• [What you have to do]: Find the string "table" in the data, then copy every line where it is found.

• [Record excerpts]:
________________________________________
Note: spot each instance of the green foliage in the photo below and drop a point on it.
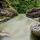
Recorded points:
(23, 5)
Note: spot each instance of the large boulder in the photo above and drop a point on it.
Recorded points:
(35, 29)
(33, 13)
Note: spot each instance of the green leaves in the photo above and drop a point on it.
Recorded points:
(23, 5)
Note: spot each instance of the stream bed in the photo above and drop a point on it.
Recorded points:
(18, 28)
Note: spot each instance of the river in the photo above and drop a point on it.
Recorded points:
(18, 28)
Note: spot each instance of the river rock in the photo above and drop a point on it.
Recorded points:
(7, 14)
(35, 29)
(33, 13)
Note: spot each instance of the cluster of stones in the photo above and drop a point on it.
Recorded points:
(35, 29)
(7, 13)
(34, 13)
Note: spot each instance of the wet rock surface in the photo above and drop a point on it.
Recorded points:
(35, 29)
(33, 13)
(6, 13)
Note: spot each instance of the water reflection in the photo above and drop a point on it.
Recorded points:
(33, 37)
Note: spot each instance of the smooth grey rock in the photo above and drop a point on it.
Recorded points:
(35, 29)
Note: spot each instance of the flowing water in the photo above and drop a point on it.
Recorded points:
(18, 28)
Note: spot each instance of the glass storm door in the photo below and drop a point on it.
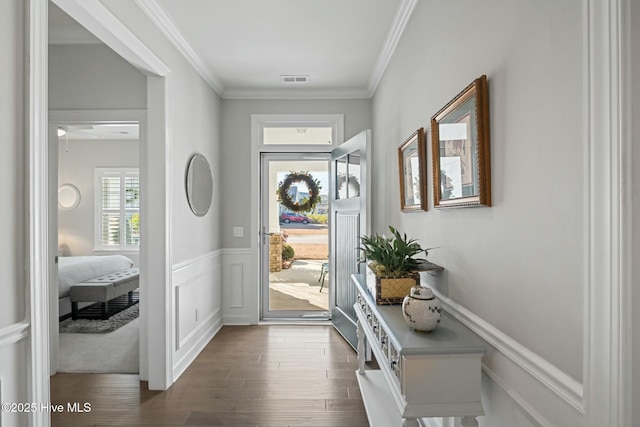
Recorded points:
(294, 245)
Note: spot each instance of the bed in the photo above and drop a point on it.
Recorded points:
(79, 269)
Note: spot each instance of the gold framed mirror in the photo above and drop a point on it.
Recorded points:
(412, 155)
(460, 146)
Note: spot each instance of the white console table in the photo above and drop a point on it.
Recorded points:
(436, 374)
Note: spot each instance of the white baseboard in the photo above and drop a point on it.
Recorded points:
(237, 319)
(541, 374)
(208, 332)
(13, 333)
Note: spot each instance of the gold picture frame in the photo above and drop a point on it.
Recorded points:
(412, 160)
(460, 148)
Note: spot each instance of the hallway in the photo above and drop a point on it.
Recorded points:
(280, 375)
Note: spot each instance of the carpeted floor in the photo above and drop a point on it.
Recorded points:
(113, 352)
(98, 326)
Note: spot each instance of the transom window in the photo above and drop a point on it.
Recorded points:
(117, 209)
(304, 135)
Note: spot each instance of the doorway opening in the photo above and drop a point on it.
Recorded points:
(97, 235)
(295, 236)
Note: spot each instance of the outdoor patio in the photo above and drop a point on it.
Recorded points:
(298, 287)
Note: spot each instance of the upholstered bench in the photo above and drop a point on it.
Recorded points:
(103, 289)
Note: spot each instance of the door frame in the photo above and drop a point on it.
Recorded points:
(84, 117)
(155, 164)
(258, 123)
(265, 283)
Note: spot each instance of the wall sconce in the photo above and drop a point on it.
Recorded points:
(68, 197)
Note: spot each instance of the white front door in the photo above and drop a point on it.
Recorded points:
(349, 220)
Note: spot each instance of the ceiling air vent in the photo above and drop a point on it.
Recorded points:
(294, 79)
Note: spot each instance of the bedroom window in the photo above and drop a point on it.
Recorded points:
(117, 209)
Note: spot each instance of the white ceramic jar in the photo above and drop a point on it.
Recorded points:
(421, 309)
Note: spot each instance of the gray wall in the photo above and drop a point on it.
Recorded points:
(236, 150)
(93, 77)
(518, 265)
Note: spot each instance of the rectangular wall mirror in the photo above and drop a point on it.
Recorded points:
(412, 165)
(460, 146)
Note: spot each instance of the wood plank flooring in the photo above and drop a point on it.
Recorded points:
(277, 375)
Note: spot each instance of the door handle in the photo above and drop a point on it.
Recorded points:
(361, 260)
(265, 234)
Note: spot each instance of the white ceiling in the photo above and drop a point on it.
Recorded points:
(243, 47)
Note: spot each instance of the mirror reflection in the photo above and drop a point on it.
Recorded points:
(460, 145)
(199, 185)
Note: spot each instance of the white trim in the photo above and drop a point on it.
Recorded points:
(213, 326)
(156, 13)
(516, 397)
(36, 130)
(155, 260)
(99, 20)
(625, 407)
(237, 251)
(348, 93)
(72, 37)
(405, 9)
(197, 259)
(607, 285)
(13, 333)
(260, 121)
(549, 375)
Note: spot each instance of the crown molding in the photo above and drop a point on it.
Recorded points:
(295, 94)
(404, 12)
(96, 18)
(165, 24)
(72, 37)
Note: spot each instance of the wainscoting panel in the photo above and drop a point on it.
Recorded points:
(544, 395)
(13, 371)
(240, 289)
(197, 313)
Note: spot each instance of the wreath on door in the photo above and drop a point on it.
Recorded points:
(307, 204)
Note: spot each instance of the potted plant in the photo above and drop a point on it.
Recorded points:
(392, 266)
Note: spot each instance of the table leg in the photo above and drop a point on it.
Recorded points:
(469, 422)
(361, 350)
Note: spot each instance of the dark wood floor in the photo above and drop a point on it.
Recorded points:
(276, 375)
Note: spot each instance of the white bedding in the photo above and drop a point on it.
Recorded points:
(77, 269)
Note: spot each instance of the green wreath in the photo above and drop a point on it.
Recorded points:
(308, 203)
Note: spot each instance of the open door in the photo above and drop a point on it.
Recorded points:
(349, 220)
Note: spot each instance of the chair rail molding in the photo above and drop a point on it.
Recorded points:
(537, 368)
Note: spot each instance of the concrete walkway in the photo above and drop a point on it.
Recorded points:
(298, 287)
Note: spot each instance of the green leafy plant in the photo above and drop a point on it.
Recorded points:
(392, 256)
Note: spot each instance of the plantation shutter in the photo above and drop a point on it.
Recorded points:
(118, 209)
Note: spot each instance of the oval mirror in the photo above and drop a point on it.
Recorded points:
(68, 196)
(199, 185)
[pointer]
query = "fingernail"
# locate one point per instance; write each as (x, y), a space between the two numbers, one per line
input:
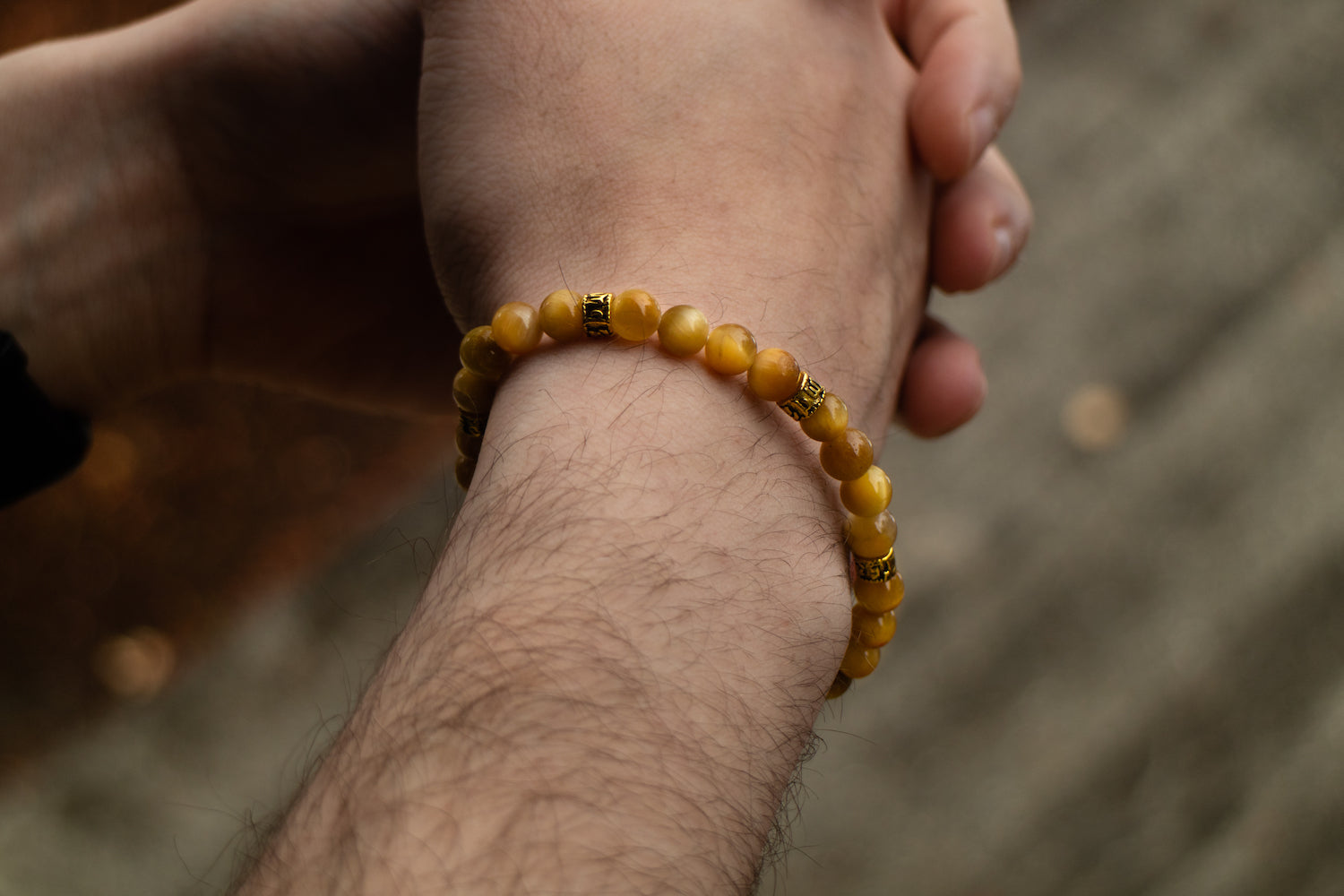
(984, 125)
(1003, 242)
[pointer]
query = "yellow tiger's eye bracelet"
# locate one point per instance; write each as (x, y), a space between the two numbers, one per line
(730, 349)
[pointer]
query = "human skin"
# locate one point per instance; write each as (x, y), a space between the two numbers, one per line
(617, 664)
(228, 191)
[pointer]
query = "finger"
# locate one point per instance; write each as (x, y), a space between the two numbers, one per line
(969, 75)
(980, 225)
(943, 384)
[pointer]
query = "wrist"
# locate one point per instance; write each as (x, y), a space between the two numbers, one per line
(94, 247)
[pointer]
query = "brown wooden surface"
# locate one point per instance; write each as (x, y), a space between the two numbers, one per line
(1121, 664)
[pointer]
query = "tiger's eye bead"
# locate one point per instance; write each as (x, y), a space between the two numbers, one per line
(774, 375)
(468, 444)
(830, 421)
(561, 316)
(683, 331)
(870, 630)
(516, 327)
(879, 597)
(464, 470)
(483, 355)
(472, 392)
(847, 457)
(634, 316)
(839, 686)
(868, 495)
(871, 536)
(859, 661)
(730, 349)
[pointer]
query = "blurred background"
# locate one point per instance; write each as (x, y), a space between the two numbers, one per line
(1121, 664)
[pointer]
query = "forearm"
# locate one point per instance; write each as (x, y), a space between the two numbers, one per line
(93, 238)
(612, 678)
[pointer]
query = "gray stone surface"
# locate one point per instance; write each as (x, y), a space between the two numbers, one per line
(1118, 670)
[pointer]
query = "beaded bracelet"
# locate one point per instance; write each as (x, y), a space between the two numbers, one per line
(773, 375)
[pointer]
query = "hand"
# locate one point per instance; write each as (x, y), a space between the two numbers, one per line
(250, 171)
(636, 150)
(969, 77)
(617, 664)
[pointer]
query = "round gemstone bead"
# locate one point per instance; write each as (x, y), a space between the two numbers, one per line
(683, 331)
(472, 392)
(879, 597)
(730, 349)
(847, 457)
(634, 316)
(839, 685)
(868, 495)
(830, 421)
(774, 375)
(483, 355)
(561, 316)
(871, 536)
(464, 470)
(859, 661)
(871, 630)
(516, 327)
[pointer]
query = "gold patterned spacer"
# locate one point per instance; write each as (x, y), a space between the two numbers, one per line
(881, 570)
(597, 314)
(806, 401)
(472, 425)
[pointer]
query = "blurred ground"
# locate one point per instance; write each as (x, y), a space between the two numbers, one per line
(1121, 665)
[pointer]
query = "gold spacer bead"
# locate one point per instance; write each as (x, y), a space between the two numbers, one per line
(879, 570)
(597, 314)
(806, 401)
(472, 425)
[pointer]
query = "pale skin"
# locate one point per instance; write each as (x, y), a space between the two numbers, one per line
(175, 204)
(618, 661)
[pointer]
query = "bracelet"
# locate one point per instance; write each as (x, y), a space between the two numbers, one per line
(730, 349)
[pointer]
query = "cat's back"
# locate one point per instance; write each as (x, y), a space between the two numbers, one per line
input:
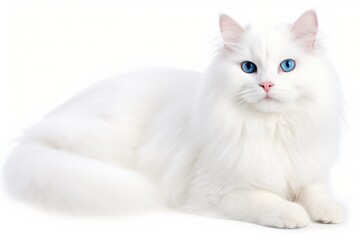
(145, 89)
(109, 119)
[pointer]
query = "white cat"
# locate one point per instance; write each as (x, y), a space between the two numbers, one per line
(251, 139)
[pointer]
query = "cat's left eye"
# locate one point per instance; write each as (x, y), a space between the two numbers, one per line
(287, 65)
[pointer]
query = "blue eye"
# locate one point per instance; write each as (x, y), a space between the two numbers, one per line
(287, 65)
(248, 67)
________________________________________
• [Task output]:
Note: spot each instance of the white console table in the photo above and drop a point on it.
Note: spot each instance of the table leg in the photo above and drop a point on it.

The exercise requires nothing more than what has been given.